Task goal =
Transcribe the passage of the forum post about cropping photographs, starting with "You're not using" and going on through "a better photograph?".
# Text start
You're not using all the tools at your disposal.



ksmattfish said:


> My favorite photographer, Arnold Newman, possibly the greatest 20th century portrait photographer, was a cropping mad man.
> 
> Rent that documentary about James Natchway (spelling?), and listen to what his printer says about photographers, and their unwillingness to crop out of the camera. He asks what's more important? The pride of getting it right in camera? Or the pride of creating a better photograph?
> 
> Obviously cropping in camera can be an important concern when using small format cameras, but as usual when it comes to art, sticking to the rules all the time gets in the way of the creative process.


 
W3rd. Just another tool, just like flash. Some people are just as stubborn as me when it comes to things, but I like to use my tools. A lot. Flash this, flash that, crop, crop summore.

When you got 21mp you can crop everything.
# Text end
# Excerpted data start
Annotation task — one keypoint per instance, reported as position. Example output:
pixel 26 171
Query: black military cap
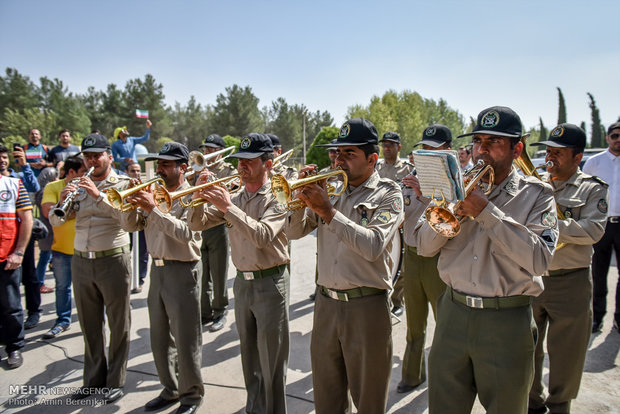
pixel 253 145
pixel 356 131
pixel 213 141
pixel 275 141
pixel 498 120
pixel 95 143
pixel 435 135
pixel 171 151
pixel 391 136
pixel 565 136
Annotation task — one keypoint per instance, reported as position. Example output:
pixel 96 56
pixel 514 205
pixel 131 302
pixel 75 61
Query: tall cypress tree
pixel 561 108
pixel 597 140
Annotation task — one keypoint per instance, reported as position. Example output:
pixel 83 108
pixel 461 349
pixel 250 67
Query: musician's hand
# Excerpted data end
Answer for the task =
You're not using all the tools at your disposal.



ksmattfish said:


> My favorite photographer, Arnold Newman, possibly the greatest 20th century portrait photographer, was a cropping mad man.
> 
> Rent that documentary about James Natchway (spelling?), and listen to what his printer says about photographers, and their unwillingness to crop out of the camera. He asks what's more important? The pride of getting it right in camera? Or the pride of creating a better photograph?